> **Input for this task**:
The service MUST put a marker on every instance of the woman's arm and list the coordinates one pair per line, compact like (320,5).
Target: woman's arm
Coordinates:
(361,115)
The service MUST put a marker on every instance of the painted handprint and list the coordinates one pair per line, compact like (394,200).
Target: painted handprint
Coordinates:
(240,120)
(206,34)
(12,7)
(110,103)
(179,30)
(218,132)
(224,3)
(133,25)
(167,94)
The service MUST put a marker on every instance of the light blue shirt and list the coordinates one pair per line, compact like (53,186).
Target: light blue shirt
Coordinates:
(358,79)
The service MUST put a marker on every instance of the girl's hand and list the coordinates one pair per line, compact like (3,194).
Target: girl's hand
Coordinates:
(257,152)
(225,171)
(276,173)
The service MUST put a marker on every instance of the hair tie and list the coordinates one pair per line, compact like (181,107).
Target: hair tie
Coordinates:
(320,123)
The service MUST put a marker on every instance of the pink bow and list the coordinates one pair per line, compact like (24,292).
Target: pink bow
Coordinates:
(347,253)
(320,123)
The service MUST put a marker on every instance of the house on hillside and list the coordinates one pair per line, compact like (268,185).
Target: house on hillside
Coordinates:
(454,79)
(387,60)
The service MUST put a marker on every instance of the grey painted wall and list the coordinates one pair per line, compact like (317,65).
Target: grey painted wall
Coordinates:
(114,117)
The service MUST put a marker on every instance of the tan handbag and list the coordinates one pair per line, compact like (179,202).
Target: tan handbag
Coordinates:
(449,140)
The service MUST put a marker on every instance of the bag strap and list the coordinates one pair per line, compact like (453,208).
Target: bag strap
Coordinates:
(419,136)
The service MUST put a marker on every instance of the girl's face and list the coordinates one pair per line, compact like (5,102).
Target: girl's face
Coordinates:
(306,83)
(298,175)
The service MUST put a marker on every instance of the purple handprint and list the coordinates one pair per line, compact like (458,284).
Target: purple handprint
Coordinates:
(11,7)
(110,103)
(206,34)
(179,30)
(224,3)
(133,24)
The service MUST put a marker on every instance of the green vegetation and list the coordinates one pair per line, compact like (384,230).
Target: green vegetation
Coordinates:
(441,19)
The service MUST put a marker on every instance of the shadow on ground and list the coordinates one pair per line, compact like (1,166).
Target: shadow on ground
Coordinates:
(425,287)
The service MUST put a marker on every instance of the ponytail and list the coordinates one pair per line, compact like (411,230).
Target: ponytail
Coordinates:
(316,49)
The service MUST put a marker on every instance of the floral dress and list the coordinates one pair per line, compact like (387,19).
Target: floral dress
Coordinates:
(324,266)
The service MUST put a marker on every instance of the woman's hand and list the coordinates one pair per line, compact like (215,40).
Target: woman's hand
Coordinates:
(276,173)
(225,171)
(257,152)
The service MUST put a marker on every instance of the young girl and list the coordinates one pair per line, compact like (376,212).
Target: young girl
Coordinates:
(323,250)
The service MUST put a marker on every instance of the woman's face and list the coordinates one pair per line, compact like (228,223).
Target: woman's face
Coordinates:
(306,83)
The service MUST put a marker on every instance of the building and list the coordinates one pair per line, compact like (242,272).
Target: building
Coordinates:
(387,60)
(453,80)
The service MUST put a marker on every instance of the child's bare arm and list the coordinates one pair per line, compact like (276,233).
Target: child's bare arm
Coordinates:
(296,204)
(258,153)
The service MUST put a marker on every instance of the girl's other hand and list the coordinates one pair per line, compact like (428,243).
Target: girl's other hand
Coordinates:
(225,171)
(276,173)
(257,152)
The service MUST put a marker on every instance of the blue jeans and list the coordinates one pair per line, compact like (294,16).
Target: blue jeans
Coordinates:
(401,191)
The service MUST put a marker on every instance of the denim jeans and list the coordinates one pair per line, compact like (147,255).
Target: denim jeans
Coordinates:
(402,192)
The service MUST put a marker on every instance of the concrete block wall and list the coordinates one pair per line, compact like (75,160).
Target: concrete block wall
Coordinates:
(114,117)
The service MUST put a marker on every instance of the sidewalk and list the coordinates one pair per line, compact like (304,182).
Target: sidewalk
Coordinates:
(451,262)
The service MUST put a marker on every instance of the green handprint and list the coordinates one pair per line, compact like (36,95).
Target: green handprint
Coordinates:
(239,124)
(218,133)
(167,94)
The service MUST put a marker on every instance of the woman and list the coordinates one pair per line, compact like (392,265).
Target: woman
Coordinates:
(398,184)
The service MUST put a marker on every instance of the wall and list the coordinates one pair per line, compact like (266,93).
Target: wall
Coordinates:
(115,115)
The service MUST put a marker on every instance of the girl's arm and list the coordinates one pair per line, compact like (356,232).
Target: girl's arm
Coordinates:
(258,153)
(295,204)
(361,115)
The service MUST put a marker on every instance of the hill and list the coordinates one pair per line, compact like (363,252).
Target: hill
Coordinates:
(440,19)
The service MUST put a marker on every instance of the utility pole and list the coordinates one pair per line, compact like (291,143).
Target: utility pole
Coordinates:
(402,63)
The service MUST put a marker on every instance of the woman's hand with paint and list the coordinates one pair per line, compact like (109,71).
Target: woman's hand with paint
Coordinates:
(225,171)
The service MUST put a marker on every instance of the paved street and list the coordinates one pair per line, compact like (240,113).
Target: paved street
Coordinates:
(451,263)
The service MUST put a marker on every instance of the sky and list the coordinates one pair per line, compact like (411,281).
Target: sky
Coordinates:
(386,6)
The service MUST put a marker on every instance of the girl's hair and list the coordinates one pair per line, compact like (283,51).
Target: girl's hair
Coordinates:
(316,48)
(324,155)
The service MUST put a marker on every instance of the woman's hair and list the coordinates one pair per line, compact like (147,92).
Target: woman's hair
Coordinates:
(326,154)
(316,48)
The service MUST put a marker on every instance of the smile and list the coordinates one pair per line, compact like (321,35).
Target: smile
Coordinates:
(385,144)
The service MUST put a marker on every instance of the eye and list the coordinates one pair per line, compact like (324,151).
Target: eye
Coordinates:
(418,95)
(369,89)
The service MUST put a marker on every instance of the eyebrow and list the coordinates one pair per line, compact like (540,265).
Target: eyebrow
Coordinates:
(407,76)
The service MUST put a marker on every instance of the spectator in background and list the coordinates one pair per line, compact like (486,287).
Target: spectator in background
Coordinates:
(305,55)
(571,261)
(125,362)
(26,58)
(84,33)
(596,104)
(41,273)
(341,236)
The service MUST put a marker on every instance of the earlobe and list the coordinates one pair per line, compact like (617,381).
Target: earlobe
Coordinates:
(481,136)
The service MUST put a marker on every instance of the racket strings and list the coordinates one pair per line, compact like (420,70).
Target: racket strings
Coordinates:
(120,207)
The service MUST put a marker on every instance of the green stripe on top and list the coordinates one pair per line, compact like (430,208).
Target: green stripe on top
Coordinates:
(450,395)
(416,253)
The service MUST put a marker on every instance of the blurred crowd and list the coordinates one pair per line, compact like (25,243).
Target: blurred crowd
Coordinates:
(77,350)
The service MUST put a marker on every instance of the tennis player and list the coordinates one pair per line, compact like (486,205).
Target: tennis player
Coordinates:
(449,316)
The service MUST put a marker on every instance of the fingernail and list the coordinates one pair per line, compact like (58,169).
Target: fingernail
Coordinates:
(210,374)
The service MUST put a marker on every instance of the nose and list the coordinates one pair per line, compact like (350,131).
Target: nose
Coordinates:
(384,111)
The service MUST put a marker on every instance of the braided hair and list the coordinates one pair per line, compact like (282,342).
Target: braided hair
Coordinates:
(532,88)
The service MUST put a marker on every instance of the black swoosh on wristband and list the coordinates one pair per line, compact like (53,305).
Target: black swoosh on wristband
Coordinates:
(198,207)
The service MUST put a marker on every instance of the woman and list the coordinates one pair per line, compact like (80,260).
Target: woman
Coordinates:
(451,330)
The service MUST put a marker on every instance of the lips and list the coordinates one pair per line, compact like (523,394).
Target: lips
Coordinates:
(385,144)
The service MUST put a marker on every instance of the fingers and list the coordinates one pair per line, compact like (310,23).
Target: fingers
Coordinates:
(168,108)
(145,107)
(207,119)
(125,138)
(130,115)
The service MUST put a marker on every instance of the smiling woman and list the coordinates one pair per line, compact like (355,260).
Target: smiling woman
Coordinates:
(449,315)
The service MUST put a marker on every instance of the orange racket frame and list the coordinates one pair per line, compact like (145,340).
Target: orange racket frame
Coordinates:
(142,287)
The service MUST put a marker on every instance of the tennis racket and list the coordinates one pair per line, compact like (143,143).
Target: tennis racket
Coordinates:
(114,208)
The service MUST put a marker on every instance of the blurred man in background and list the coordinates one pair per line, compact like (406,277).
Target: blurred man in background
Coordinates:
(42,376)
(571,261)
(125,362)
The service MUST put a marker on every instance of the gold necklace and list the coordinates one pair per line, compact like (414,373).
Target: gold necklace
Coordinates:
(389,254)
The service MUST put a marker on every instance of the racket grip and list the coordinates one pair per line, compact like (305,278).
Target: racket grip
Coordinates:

> **Given request**:
Copy the lines word for word, beginning with the line that contains "compact like (305,278)." and continuing through the end of the lines.

> **Task output**:
The service MUST put a marker on every instance of the racket grip and list the coordinates one pair per line, compact like (305,278).
Target: racket grip
Coordinates:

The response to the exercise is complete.